§ **Page**:
==========

The basis of the dispute turns on the construction of the applicable New Jersey and New York statutes:
N.J.S.A. § 12:8-35 (1968): Vessels required to take pilots
“All masters of foreign vessels and vessels from a foreign port, and all vessels sailing under register, bound in or over the bar of Sandy Hook, shall take a licensed pilot, or in case of refusal to take such pilot, the master, owner or consignee shall pay the pilotage as if one had been employed, and such pilotage shall be paid to the pilot first speaking or offering his services as pilot to such vessel.”
N.Y. Navigation Law § 88 (McKinney’s Consol.Laws, c. 37, Supp.1973): Pilotage at Sandy Hook, Sands Point or Execution Rocks
“1. Every foreign vessel and every American vessel under register entering or departing from the Port of New York by the way of Sandy Hook, or by the way of Sands Point or Execution Rocks, shall take a Sandy Hook pilot licensed under the authority of this article or of the laws of the state of New Jersey or a person heretofore licensed as a Hell Gate pilot.

==========

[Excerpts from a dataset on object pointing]
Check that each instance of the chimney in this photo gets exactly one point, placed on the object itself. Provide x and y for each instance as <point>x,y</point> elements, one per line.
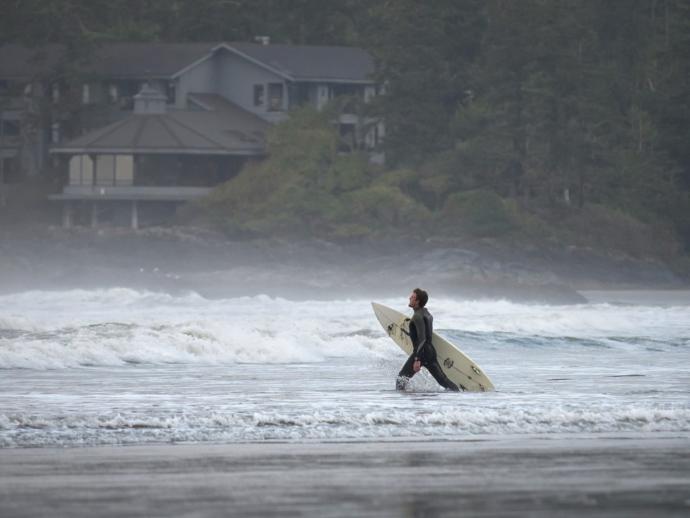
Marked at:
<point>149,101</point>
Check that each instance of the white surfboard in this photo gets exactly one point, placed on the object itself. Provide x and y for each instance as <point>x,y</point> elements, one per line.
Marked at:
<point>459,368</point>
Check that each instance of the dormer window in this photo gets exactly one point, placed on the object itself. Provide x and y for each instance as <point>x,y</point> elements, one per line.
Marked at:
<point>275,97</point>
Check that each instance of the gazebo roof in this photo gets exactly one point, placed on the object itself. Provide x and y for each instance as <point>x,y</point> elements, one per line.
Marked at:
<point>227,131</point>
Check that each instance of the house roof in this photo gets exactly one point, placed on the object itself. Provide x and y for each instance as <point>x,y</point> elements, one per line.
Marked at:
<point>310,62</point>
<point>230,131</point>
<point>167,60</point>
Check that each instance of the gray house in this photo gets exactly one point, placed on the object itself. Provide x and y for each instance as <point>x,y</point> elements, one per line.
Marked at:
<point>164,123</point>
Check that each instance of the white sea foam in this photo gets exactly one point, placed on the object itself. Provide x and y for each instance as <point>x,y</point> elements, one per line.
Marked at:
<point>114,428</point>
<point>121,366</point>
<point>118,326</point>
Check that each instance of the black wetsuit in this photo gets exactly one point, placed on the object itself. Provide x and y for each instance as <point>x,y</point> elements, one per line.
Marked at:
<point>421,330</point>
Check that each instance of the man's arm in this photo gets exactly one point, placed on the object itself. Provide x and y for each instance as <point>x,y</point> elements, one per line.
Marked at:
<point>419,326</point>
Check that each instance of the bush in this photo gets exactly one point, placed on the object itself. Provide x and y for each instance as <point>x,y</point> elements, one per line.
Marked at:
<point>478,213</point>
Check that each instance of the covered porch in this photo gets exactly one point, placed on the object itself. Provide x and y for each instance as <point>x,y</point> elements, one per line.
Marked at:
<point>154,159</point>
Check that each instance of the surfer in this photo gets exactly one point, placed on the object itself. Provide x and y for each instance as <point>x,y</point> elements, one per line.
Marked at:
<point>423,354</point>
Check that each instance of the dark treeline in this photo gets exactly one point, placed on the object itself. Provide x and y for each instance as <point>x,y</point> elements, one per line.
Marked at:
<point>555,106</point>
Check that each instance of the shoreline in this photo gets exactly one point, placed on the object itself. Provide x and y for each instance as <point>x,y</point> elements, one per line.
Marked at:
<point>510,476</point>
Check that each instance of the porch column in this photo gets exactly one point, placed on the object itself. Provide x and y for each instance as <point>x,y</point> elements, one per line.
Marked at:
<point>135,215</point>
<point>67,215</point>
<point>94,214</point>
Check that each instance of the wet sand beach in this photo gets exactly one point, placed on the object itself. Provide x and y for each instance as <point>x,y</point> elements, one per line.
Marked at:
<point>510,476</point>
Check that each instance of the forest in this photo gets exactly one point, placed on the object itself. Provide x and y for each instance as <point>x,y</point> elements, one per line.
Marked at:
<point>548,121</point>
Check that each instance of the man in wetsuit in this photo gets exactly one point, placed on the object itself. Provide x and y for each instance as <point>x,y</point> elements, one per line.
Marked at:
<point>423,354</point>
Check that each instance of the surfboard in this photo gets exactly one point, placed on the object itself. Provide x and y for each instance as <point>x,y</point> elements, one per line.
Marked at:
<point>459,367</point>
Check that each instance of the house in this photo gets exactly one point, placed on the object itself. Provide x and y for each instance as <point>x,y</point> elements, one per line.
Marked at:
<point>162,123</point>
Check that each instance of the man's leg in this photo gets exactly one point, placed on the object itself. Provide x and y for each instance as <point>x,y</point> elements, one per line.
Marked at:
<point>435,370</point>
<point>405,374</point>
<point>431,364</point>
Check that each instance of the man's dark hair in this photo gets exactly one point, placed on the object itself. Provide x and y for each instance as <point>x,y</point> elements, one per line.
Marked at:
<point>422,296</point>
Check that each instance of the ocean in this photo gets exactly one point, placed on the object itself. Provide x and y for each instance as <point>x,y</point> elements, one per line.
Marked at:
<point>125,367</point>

==========

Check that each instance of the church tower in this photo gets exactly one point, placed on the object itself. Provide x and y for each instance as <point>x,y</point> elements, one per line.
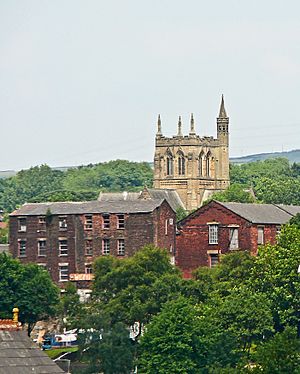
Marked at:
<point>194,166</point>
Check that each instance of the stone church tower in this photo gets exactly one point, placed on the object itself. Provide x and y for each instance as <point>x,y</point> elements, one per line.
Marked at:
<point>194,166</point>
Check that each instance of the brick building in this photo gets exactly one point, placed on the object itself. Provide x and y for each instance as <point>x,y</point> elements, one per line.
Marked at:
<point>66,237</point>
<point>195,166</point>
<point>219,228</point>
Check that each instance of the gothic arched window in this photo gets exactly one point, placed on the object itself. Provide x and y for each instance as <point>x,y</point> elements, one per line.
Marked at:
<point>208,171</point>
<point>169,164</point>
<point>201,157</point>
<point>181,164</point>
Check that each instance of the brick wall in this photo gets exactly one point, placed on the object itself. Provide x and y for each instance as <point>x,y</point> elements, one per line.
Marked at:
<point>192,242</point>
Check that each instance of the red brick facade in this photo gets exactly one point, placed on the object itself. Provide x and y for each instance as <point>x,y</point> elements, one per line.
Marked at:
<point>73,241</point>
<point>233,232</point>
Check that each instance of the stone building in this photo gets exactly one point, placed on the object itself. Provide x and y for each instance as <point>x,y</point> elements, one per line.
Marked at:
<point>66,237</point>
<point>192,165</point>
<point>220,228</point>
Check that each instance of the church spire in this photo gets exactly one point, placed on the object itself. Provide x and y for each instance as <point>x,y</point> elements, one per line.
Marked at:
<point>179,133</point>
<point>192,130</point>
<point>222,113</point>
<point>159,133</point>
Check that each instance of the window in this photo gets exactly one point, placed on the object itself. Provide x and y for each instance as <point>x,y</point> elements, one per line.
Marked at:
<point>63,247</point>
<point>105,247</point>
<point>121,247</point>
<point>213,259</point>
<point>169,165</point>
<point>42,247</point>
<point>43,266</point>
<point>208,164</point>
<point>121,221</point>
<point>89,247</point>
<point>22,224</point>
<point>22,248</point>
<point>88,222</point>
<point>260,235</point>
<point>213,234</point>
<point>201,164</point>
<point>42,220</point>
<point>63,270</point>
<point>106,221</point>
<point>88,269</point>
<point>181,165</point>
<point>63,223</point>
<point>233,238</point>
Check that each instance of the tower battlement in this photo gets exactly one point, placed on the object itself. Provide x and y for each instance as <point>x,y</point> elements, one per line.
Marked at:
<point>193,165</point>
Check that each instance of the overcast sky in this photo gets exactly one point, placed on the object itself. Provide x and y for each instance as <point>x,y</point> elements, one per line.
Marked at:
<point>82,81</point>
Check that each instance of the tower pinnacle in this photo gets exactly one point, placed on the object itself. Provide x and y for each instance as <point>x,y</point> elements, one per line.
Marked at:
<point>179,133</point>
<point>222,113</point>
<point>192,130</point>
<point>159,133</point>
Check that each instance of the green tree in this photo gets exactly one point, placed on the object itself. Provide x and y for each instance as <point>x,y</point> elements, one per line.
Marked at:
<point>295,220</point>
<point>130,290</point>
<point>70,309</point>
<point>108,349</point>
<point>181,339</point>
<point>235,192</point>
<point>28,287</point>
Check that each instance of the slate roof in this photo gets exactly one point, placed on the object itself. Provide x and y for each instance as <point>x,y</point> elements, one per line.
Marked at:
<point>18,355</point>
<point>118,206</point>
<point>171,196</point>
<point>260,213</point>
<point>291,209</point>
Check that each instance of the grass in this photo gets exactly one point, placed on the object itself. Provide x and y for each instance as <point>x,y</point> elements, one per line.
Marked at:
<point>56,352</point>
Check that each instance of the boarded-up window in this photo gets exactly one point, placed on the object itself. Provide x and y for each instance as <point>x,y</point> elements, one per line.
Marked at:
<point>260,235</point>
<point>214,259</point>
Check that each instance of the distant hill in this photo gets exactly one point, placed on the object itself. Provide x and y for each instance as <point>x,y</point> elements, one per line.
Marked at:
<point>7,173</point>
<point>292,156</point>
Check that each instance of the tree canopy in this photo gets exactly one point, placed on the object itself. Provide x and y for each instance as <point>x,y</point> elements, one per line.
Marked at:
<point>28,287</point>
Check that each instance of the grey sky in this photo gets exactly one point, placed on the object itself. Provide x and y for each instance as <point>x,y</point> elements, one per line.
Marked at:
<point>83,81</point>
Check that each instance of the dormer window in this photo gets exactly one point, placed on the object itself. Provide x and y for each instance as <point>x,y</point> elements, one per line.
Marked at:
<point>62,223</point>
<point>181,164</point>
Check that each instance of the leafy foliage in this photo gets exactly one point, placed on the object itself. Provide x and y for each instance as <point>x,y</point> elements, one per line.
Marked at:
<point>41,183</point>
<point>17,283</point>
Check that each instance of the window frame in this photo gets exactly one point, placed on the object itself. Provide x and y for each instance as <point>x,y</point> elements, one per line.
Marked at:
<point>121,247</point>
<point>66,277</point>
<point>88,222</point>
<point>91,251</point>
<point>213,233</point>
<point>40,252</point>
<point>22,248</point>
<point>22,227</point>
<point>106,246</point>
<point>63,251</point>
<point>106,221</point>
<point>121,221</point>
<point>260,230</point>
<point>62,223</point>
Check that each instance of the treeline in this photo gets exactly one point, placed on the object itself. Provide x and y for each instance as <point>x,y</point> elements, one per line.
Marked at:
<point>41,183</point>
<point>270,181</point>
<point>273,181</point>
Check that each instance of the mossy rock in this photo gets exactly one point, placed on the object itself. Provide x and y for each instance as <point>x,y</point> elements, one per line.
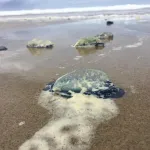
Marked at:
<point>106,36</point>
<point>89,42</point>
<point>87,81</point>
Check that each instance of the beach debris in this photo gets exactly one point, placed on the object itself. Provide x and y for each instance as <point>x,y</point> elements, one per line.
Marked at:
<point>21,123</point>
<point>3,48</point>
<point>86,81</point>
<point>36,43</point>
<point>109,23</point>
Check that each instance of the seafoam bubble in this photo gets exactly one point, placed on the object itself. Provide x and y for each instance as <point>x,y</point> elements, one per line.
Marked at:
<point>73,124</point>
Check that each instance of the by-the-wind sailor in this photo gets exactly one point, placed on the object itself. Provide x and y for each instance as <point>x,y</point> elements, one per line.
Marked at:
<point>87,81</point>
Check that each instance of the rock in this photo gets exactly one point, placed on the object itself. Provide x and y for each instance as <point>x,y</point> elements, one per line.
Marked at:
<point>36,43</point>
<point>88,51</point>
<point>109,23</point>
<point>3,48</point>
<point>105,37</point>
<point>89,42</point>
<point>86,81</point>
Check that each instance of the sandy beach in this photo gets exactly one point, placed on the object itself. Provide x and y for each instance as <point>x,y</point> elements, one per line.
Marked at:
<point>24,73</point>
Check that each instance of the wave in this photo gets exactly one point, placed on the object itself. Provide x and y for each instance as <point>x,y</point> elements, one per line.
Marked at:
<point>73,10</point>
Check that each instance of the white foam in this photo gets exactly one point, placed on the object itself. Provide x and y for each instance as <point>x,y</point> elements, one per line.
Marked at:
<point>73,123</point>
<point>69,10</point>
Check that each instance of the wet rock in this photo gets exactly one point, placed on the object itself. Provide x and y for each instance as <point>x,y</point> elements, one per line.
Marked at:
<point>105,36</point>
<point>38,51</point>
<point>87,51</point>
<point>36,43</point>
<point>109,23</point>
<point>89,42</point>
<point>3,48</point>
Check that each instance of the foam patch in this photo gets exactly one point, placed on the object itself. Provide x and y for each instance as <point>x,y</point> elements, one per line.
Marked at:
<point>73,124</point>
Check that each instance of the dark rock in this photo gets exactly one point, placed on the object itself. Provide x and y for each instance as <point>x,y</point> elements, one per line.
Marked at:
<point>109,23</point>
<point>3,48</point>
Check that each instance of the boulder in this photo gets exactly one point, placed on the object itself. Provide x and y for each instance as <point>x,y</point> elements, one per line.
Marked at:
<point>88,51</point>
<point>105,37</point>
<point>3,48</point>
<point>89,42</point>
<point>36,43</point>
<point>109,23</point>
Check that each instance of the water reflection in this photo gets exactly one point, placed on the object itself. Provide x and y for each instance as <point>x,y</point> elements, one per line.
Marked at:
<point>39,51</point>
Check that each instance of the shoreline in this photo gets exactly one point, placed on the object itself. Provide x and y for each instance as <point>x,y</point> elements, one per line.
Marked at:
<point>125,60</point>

==========

§ **Tasks to carry out**:
[1] Reproduce the rows starting with the line that contains "Check that each instance of the brick wall" and ending with the line that contains "<point>220,228</point>", including both of those lines.
[2] Write the next part of the excerpt on the New Jersey and New York pilotage statutes, picking up after its final sentence.
The excerpt on the pilotage statutes and the rows have no connection to each other.

§ **Responses in order**:
[1]
Check that each instance of the brick wall in this photo gets exactly one point, placed on the object itself. Provide x and y for each instance as <point>x,y</point> elements, one per line.
Marked at:
<point>192,242</point>
Check that each instance of the red brick facade in this photo gets exactly one point, placed on the object itself. Provide x and y for each instance as <point>x,y</point> elements, one per line.
Marked at:
<point>73,241</point>
<point>233,232</point>
Check that each instance of the stone building in this photo gets exactly one point, placed on the object itself. Provide x and y for each instance as <point>x,y</point> elements, one per line.
Marked at:
<point>66,237</point>
<point>192,165</point>
<point>220,228</point>

[2]
Federal Statutory Background

Sections 211 and 215 of Title 46 of the United States Code provide that:
§ 211. State regulation of pilots
*1222“Until further provision is made by Congress, all pilots in the bays, inlets, rivers, harbors, and ports of the United States shall continue to be regulated in conformity with the existing laws of the States respectively wherein such pilots may be, or with such laws as the States may respectively enact for the purpose.”
§ 215. State regulations as to licenses of pilots of steam vessels and pilot charges
“ . . . Nothing in title 52 of the Revised Statutes shall be construed to annul or affect any regulation established by the laws of any State, requiring vessels entering or leaving a port in any such State, other than coastwise steam vessels, to take a pilot duly licensed or authorized by the laws of such State, or of a State situate upon the waters of such State.”
Section 212 provides that where waterways are bound by more than one state a vessel may employ a pilot of either state.3
The Supreme Court has held that the only area of pilotage actually preempted by federal legislation (46 U.S.C. § 215 (1970), supra) applies to coastwise steam vessels not sailing under registry, a category undisputedly inapplicable to the vessels here. Anderson v. Pacific Coast S. S. Co., 225 U.S. 187, 199, 32 S.Ct. 626, 56 L.Ed. 1047 (1912) ; see also Bigley v. N. Y. & P. R. S. S. Co., 105 F. 74, 75 (S.D.N.Y.1900), question certified to the Supreme Court sub nom., Huus v. N. Y. & P. R. S. S. Co., 109 F. 1058 (2d Cir.), aff’d, 182 U.S. 392, 21 S.Ct. 827, 45 L.Ed. 1146 (1901); Fordham v. Munson S. S. Line, supra, 6 F.Supp. at 436.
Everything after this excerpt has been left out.